*Requirement*: Put each line of the records below into a JSON list of strings, one string per line, and leave out any blank lines.

— begin —

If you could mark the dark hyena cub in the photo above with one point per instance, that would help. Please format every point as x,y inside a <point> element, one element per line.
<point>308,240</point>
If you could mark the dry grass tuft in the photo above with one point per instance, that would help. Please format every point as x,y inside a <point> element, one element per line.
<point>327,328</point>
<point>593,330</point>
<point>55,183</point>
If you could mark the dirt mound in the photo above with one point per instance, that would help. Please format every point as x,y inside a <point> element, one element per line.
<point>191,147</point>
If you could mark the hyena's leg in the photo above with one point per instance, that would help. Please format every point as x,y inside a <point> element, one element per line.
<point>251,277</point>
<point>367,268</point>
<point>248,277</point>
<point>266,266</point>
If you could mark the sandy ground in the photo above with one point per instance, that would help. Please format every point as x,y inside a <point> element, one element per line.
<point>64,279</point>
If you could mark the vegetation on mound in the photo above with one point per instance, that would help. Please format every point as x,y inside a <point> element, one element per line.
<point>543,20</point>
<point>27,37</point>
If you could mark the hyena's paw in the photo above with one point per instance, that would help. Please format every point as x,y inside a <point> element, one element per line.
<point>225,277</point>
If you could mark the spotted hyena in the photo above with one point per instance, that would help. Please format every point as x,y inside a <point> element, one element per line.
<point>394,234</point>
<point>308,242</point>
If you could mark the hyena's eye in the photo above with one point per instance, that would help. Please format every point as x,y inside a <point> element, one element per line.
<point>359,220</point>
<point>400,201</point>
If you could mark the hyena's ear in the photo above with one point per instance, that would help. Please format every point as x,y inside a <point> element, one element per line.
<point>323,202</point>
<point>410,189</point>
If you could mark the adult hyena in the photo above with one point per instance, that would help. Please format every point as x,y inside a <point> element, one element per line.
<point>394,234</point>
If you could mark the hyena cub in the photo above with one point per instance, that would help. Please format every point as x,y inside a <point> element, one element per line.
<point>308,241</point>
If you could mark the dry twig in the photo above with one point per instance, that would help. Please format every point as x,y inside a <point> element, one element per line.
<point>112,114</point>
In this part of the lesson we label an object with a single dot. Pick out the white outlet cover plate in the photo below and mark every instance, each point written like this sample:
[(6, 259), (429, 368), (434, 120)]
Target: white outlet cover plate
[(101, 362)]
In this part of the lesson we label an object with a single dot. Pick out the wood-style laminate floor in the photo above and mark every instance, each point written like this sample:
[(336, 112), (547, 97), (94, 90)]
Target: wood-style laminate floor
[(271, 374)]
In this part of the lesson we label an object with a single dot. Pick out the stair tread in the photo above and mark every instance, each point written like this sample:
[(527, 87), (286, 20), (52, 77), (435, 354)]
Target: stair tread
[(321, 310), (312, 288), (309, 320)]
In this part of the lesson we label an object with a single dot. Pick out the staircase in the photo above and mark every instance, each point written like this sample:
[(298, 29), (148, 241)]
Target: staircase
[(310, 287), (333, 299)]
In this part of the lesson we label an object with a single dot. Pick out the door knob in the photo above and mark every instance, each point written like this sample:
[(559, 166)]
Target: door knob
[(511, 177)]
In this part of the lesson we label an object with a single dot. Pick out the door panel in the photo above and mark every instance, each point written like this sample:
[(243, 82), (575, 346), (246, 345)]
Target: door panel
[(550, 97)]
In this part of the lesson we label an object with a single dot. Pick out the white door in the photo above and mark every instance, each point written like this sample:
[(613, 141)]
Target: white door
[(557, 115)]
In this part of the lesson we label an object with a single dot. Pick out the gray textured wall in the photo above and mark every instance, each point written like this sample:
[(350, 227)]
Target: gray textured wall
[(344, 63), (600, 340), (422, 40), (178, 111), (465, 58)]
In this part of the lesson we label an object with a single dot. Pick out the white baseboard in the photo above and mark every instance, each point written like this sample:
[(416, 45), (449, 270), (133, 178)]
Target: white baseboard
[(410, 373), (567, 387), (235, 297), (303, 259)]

— end —

*Result of the exercise*:
[
  "If you could mark the dark hyena cub in the photo above with one point per instance, that would help. Please format every point as x,y inside a <point> element, one element per line.",
  "<point>308,240</point>",
  "If you could mark the dry grass tuft in the photo above with one point per instance, that would help. Please format every point as x,y inside a <point> element, one element per line.",
  "<point>327,328</point>",
  "<point>593,330</point>",
  "<point>55,183</point>",
  "If you could mark the dirt mound in the photo above with one point per instance, that would help. Please format every point as x,y inside a <point> element, one element per line.",
  "<point>191,147</point>",
  "If you could mark the hyena's leg in the photo above with one point per instance, that would help. Please format every point as x,y inside a <point> element, one element per line.",
  "<point>251,277</point>",
  "<point>367,268</point>",
  "<point>248,277</point>",
  "<point>266,266</point>",
  "If you could mark the sandy ground in the photo above with one point per instance, that would help. Please format every point as x,y inside a <point> element, one element per line.",
  "<point>64,279</point>",
  "If you could mark the vegetation on mound in the photo above with one point per instance, that would help. Please format every point as x,y inside a <point> element, one element per line.",
  "<point>543,20</point>",
  "<point>27,37</point>",
  "If you could mark the hyena's paw in the photo above with one point per instance, that would help. Please format every point as x,y inside a <point> element, one element per line.",
  "<point>225,277</point>",
  "If you could mark the spotted hyena in the photo above with one point per instance, that would help. Please format every point as x,y inside a <point> element, one element per line.",
  "<point>394,234</point>",
  "<point>308,242</point>",
  "If you could mark the hyena's eye in the photo above with one point per instance, that would help. Please format every point as x,y inside a <point> element, one element per line.",
  "<point>359,220</point>",
  "<point>400,201</point>",
  "If you could mark the hyena's ear in the photo above with one point per instance, that would help. Please format every point as x,y inside a <point> element, one element per line.",
  "<point>323,202</point>",
  "<point>410,189</point>",
  "If you could mark the adult hyena in the photo above with one point per instance, that would help. Please format every point as x,y inside a <point> element, one element per line.",
  "<point>394,234</point>",
  "If you could mark the hyena cub in the photo above with one point per instance, that would help. Please format every point as x,y inside a <point> element, one element per line.",
  "<point>308,241</point>",
  "If you could mark the dry twig in the photo above with one point per instance, that would help. Please format every point as x,y inside a <point> element, one element per line.",
  "<point>112,114</point>",
  "In this part of the lesson we label an object with a single dot. Pick out the white outlet cover plate in the photo below and mark every instance, each point written like this sample:",
  "[(6, 259), (429, 368), (434, 120)]",
  "Target: white outlet cover plate",
  "[(101, 362)]",
  "In this part of the lesson we label an object with a single dot. Pick out the wood-style laminate floor in the photo above and mark every instance, each point written like this sample:",
  "[(336, 112), (547, 97), (94, 90)]",
  "Target: wood-style laminate floor",
  "[(271, 374)]",
  "In this part of the lesson we label an object with a single dot. Pick out the stair tread in the photo above and mark every instance, each point written like this sample:",
  "[(527, 87), (286, 20), (52, 77), (435, 354)]",
  "Target: stair tread",
  "[(321, 310), (312, 288), (309, 320)]",
  "In this part of the lesson we label an object with a single dot. Pick out the staircase in the photo above and mark every instance, each point written like this sample:",
  "[(298, 29), (148, 241)]",
  "Target: staircase",
  "[(310, 287), (333, 299)]",
  "In this part of the lesson we label an object with a single dot. Pick out the door knob in the photo above and mark every instance, each point written like this sample:",
  "[(559, 166)]",
  "Target: door knob",
  "[(511, 177)]",
  "In this part of the lesson we label an object with a single dot. Pick out the door panel in the photo above and mark every instance, each point written like this sample:",
  "[(243, 82), (575, 346), (246, 345)]",
  "Target: door panel",
  "[(550, 97)]",
  "In this part of the lesson we label an object with a single dot. Pick out the white door in the photo above and mark every instance, each point written like this sample:",
  "[(613, 141)]",
  "Target: white door",
  "[(557, 115)]",
  "In this part of the lesson we label an object with a single dot. Pick out the gray textured wall in the photo above and mark every instance, each point written like this sample:",
  "[(350, 227)]",
  "Target: gray textured wall",
  "[(344, 63), (600, 340), (422, 40), (178, 111), (465, 58)]",
  "In this part of the lesson we label an object with a single dot. Pick out the white baseboard in the photo above and mark every instance, each point written like this sample:",
  "[(416, 45), (449, 270), (133, 178)]",
  "Target: white baseboard",
  "[(410, 373), (567, 387), (235, 297), (303, 259)]"
]